GIVEN TASK ▸ Your task is to repeat all of the material exactly.

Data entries
>> BEGIN

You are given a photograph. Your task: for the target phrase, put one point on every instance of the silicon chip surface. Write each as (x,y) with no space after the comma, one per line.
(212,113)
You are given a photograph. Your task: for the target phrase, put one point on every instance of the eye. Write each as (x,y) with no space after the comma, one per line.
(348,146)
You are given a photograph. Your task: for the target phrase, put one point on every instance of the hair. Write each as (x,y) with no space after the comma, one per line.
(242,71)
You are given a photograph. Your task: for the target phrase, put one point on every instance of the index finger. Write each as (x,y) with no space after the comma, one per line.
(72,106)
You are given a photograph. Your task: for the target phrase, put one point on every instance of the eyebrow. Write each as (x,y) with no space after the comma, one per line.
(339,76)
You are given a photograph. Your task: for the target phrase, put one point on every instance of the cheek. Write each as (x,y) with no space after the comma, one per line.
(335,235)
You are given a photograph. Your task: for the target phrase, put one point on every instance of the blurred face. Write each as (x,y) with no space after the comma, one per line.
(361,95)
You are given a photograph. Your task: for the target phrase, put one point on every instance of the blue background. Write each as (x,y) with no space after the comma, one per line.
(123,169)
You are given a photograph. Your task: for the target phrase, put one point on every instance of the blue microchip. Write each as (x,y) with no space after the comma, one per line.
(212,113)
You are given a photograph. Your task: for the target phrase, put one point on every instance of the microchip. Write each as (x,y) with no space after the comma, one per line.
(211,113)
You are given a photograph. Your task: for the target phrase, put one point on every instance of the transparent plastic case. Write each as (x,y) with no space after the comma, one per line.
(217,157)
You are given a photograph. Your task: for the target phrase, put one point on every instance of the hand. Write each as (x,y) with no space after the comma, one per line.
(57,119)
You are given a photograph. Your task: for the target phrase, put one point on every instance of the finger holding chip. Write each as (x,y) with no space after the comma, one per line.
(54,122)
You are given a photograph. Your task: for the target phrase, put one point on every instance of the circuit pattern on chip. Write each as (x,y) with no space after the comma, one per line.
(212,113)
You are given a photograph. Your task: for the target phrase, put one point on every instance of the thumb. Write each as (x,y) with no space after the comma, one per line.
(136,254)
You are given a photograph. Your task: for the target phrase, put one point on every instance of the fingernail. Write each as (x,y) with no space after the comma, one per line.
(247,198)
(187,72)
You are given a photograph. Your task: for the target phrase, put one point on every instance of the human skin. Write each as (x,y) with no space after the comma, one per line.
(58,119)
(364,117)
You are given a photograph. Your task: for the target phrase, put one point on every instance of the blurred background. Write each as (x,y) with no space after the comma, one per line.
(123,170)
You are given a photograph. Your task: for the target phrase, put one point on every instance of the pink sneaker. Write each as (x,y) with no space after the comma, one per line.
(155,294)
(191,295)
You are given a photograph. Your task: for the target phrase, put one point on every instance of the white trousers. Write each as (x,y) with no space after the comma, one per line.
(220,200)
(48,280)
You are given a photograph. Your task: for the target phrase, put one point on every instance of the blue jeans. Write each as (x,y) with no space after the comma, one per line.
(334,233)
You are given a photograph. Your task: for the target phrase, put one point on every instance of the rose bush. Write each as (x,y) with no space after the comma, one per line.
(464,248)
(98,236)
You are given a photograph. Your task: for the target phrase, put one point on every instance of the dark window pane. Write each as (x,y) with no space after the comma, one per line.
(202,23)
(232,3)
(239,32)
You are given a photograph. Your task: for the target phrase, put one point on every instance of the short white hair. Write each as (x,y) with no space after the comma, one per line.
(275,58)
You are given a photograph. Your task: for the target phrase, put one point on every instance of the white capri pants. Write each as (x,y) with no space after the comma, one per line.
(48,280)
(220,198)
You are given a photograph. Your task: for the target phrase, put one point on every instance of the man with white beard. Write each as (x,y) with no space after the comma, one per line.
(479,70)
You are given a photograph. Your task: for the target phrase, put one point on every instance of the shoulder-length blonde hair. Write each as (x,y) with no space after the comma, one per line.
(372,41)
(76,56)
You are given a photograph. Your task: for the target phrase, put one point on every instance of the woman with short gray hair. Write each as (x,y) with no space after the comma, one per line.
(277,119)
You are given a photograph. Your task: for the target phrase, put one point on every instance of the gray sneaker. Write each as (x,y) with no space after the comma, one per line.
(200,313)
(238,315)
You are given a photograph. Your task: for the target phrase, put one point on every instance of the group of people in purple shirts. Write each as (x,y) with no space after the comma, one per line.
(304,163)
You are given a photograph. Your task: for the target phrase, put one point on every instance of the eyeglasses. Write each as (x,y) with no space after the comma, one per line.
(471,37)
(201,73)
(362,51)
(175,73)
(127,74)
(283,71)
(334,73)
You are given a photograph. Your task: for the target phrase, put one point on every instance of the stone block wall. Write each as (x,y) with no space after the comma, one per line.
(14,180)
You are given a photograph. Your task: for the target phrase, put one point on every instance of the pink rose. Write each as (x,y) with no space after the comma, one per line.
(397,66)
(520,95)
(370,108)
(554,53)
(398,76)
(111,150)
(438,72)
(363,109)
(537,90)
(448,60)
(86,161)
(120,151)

>> END

TASK RESULT ▸
You are given a photograph. Your task: for the target phrase, put one point on every instance of the silicon chip surface. Write each as (x,y) with no space after the comma, one per line.
(212,113)
You are given a photograph. Your task: for the target phrase, put one point on every instance of the eye. Write each as (x,y) with no space after the comma, one per line.
(348,146)
You are given a photograph. Your task: for the target phrase, put one point on every instance of the hair. Write each as (x,y) with no space after the comma, one per line.
(242,71)
You are given a photograph. Your task: for the target phrase, put one point on every instance of the index finger. Write each as (x,y) with no space after the comma, one per line.
(72,106)
You are given a photograph. Your task: for the target phrase, put one point on every instance of the eyebrow. Write each as (x,y) with no space after the comma, one per line.
(339,76)
You are given a photograph. Your task: for the target phrase, put one point on every instance of the cheek. Write each as (x,y) with no space after the comma, one per line.
(335,235)
You are given a photograph. Your task: for the target phrase, put one point on every instance of the blurred face. Write each as (x,y) with no space after the comma, one per line.
(361,95)
You are given a photograph. Your task: for the target phrase, put one point on every instance of the blue background. Write each as (x,y) with no space after the comma, one per line.
(123,169)
You are given a photograph. Your task: for the target phrase, put one point on every instance of the blue microchip. Write each as (x,y) with no space after the comma, one per line.
(212,113)
You are given a photograph. Your task: for the target phrase, put one point on every instance of the microchip. Write each as (x,y) with no space after the comma, one per line.
(211,113)
You are given a photograph. Your task: for the target phrase, put one point on every instance of the transparent plastic case. Write each as (x,y) with no space after the comma, one per line.
(217,157)
You are given a photograph. Your task: for the target phrase, put one point on every instance of the hand. Write each as (x,y) with no space after the comma, one per line.
(57,119)
You are given a photograph. Your task: for the target phrase, put one point on every instance of the finger holding chip. Write each as (x,y) with no space after the comma, one per line.
(54,122)
You are given a photograph. Your task: for the target phrase, put one point on every instance of the circuit pattern on chip. Write each as (x,y) with no space after the comma, one per line.
(212,113)
You are given a photograph. Your task: for the target phrase, put one point on every instance of the thumb. Write each as (x,y) with no space after the comma, one per line.
(136,254)
You are given a photograph. Your task: for the target phrase, put one point on every instance of the fingernail. Write each as (x,y) with no space after the comma, one per line.
(247,198)
(187,72)
You are given a photograph. Your task: for the target phrase, put one point on every instance of the human skin. Write each as (x,y) with no space after the comma, one per line.
(58,119)
(364,117)
You are given a photograph. Your task: for the target phrase, put one point on every instance of the blurred background. Write each as (x,y) with no space after the comma, one per line.
(123,170)
You are given a photograph. Your task: for the target phrase, put one point on every instance of the pink sneaker. Write each as (x,y) with no space after the comma, one per line.
(155,294)
(191,295)
You are given a photograph. Your task: for the target phrase, put one point on every instance of the white trousers. Write each as (x,y) with no space after the comma, one per line.
(220,200)
(48,280)
You are given a photograph. Your task: for the target phrase, put one point on every instance of the blue jeans. Write each as (x,y) with no space after the comma, one per line.
(334,233)
You are given a photograph. Your task: for the target phrase, put one point on every instance of the rose bush. Write each as (x,y) with no space after the comma, one per line.
(464,248)
(98,236)
You are given a photograph. Your task: for the target phrase, put one point on every instance of the dark window pane. Write each as (x,y) with no space after the comma, one per line.
(202,23)
(232,3)
(239,32)
You are given a photograph. Your task: for the target phrase, put one point on every instance of the short white hair. Write each as (x,y) with no space after the comma, one per line.
(275,58)
You are given a photograph. Your task: for the target phrase, put one point on every instance of the white capri pants. Write each as (x,y) with no space after the comma, one per line.
(48,280)
(220,198)
You are given a photograph. Your task: for the target phrase, put one point on every instance of the man with white beard. Write each as (x,y) with no space after the comma, one per line.
(479,70)
You are given a photograph. Your task: for the target phrase, put one point on every instance of the shoulder-length blonde hair. Write each as (x,y) with no space after the comma, one per line.
(372,41)
(76,56)
You are given a photograph. Your task: for the target phrase, put one point on every instance of the woman with short gray hair. Write each as (x,y) with no space after the comma, one per line.
(277,119)
You are given a photograph. Your task: for the target phrase, put one point on every instance of the gray sneaker. Write each as (x,y) with no space after the comma, one per line.
(200,313)
(238,315)
You are given a photograph. Your task: for the target phrase, put one point on every instance of the group of people in purple shirts. Write each as (x,y) with no space after the comma, one per line.
(304,163)
You are given a photograph. Your task: for the target phrase, put one point on every instance of the eyeglasses. Write each as (x,y) with no space after the comma, one per line.
(471,37)
(201,73)
(362,51)
(175,73)
(127,74)
(283,71)
(334,73)
You are given a photograph. Your task: for the target phrase, put one point on every instance of the stone block wall. Write each as (x,y) with no space after the comma, one per line.
(14,180)
You are given a photograph. Your task: for the target phrase, put one point on every instance of the pink rose. Write each as (x,y) with no space after the comma, one per line.
(397,66)
(520,95)
(370,108)
(554,53)
(398,76)
(111,150)
(438,72)
(363,109)
(537,90)
(448,60)
(86,161)
(120,151)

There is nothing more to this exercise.